### What you need to do
Put every line of the records below into a Markdown table with the columns "Row" and "Line", numbering the rows and skipping blank lines. Leave the pictures out of the table.

### Supplied material
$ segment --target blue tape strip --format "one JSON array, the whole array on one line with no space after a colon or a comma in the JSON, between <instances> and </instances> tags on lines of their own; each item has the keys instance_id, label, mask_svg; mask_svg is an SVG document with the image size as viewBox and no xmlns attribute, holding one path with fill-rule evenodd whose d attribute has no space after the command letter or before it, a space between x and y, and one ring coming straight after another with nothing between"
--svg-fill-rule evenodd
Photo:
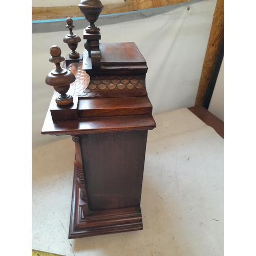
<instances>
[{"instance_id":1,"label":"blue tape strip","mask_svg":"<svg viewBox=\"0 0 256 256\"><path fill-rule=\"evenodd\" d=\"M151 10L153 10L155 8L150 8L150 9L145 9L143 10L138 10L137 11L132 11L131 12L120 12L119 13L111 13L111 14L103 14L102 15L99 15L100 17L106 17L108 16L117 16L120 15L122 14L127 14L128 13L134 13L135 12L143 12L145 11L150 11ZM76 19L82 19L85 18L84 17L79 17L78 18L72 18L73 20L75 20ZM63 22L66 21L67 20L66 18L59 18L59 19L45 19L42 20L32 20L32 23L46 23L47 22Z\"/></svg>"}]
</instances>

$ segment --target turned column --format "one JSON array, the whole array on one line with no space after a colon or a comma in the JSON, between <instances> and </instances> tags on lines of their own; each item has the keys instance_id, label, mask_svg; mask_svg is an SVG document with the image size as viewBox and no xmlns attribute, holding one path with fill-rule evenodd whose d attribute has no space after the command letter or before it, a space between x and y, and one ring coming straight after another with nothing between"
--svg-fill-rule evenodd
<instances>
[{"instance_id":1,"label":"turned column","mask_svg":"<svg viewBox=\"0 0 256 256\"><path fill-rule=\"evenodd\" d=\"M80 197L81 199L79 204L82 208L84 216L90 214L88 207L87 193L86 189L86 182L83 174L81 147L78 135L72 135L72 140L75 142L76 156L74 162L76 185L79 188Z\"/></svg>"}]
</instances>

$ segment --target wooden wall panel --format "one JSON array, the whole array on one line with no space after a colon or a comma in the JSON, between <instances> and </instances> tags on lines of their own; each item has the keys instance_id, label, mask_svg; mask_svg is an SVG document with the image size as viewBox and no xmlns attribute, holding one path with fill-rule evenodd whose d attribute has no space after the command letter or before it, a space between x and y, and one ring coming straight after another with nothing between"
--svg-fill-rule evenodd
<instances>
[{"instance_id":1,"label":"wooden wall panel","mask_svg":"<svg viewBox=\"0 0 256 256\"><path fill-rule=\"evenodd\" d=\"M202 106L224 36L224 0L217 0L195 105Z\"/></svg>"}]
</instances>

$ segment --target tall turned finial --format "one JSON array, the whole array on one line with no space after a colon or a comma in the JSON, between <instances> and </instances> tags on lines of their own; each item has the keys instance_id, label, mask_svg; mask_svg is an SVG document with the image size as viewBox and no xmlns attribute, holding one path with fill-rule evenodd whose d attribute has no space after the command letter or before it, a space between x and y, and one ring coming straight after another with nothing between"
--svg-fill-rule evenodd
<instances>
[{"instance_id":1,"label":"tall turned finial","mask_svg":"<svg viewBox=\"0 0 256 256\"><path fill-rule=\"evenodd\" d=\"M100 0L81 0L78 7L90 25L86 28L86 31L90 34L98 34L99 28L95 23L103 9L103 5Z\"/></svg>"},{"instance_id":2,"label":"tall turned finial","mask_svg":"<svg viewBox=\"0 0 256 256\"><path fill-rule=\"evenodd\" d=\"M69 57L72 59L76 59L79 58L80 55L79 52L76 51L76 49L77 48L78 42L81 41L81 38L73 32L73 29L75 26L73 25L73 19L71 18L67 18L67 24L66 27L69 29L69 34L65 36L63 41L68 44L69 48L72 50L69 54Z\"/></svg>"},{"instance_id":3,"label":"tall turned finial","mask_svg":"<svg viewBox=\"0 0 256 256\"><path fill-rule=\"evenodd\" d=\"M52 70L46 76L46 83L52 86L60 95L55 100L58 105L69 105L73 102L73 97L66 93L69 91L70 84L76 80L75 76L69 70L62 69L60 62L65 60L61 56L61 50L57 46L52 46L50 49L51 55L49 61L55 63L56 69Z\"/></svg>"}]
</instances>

### Answer to the problem
| Row | Line |
|---|---|
| 1 | $ segment --target blue tape strip --format "one JSON array, the whole array on one line with no space after a colon or a comma in the JSON, between <instances> and </instances> tags on lines of their own; each item has the keys instance_id, label, mask_svg; mask_svg is an SVG document with the image size as viewBox and no xmlns attribute, holding one path with fill-rule evenodd whose d attribute has no space after the command letter or before it, a space between x and y, and one ring coming straight after another with nothing between" |
| 2 | --svg-fill-rule evenodd |
| 3 | Photo: |
| 4 | <instances> |
| 5 | [{"instance_id":1,"label":"blue tape strip","mask_svg":"<svg viewBox=\"0 0 256 256\"><path fill-rule=\"evenodd\" d=\"M151 10L153 10L155 8L150 8L150 9L145 9L143 10L138 10L137 11L132 11L131 12L120 12L119 13L111 13L111 14L103 14L102 15L99 15L100 17L106 17L108 16L117 16L120 15L122 14L127 14L128 13L134 13L135 12L143 12L145 11L150 11ZM76 19L82 19L85 18L84 17L79 17L78 18L72 18L73 20L75 20ZM63 22L66 21L67 20L66 18L59 18L59 19L45 19L42 20L32 20L32 23L46 23L47 22Z\"/></svg>"}] |
| 6 | </instances> |
| 7 | $ segment --target turned column --format "one JSON array, the whole array on one line with no space after a colon or a comma in the JSON, between <instances> and </instances> tags on lines of their own; each item has the keys instance_id, label, mask_svg; mask_svg is an SVG document with the image size as viewBox and no xmlns attribute, holding one path with fill-rule evenodd whose d attribute has no space after the command letter or before it, a space between x and y, and one ring coming straight after another with nothing between" |
| 8 | --svg-fill-rule evenodd |
| 9 | <instances> |
| 10 | [{"instance_id":1,"label":"turned column","mask_svg":"<svg viewBox=\"0 0 256 256\"><path fill-rule=\"evenodd\" d=\"M80 197L81 199L79 204L82 208L84 216L90 214L88 207L87 193L86 189L86 182L83 174L81 147L78 135L72 135L72 140L75 142L76 156L74 162L76 185L79 188Z\"/></svg>"}] |
| 11 | </instances> |
| 12 | $ segment --target wooden wall panel --format "one JSON array, the whole array on one line with no space after a colon or a comma in the JSON, between <instances> and </instances> tags on lines of their own; each item has the keys instance_id, label, mask_svg; mask_svg is an SVG document with the image size as viewBox and no xmlns attribute, holding one path with fill-rule evenodd whose d attribute has no space after the command letter or before it, a space between x and y, and one ring coming straight after another with nothing between" |
| 13 | --svg-fill-rule evenodd |
| 14 | <instances> |
| 15 | [{"instance_id":1,"label":"wooden wall panel","mask_svg":"<svg viewBox=\"0 0 256 256\"><path fill-rule=\"evenodd\" d=\"M202 106L224 36L224 0L217 0L195 105Z\"/></svg>"}] |
| 16 | </instances> |
| 17 | $ segment --target tall turned finial --format "one JSON array, the whole array on one line with no space after a colon or a comma in the JSON, between <instances> and </instances> tags on lines of their own; each item has the keys instance_id, label, mask_svg; mask_svg is an SVG document with the image size as viewBox and no xmlns attribute, holding one path with fill-rule evenodd whose d attribute has no space after the command letter or before it, a space between x and y, and one ring coming straight after another with nothing between" |
| 18 | --svg-fill-rule evenodd |
| 19 | <instances> |
| 20 | [{"instance_id":1,"label":"tall turned finial","mask_svg":"<svg viewBox=\"0 0 256 256\"><path fill-rule=\"evenodd\" d=\"M100 0L81 0L78 7L90 25L86 28L86 31L90 34L98 34L99 28L95 23L103 9L103 5Z\"/></svg>"},{"instance_id":2,"label":"tall turned finial","mask_svg":"<svg viewBox=\"0 0 256 256\"><path fill-rule=\"evenodd\" d=\"M69 57L72 59L76 59L79 58L80 55L79 52L76 51L76 49L77 48L78 42L81 41L81 38L73 32L73 29L75 26L73 25L73 19L71 18L67 18L67 24L66 27L69 29L69 34L65 36L63 41L68 44L69 48L72 50L69 54Z\"/></svg>"},{"instance_id":3,"label":"tall turned finial","mask_svg":"<svg viewBox=\"0 0 256 256\"><path fill-rule=\"evenodd\" d=\"M52 70L46 76L46 83L52 86L60 95L55 100L58 105L69 105L73 102L73 97L66 93L69 91L70 84L76 80L75 76L69 70L62 69L60 62L65 60L61 56L61 50L57 46L52 46L50 49L51 55L49 61L55 63L56 69Z\"/></svg>"}] |
| 21 | </instances> |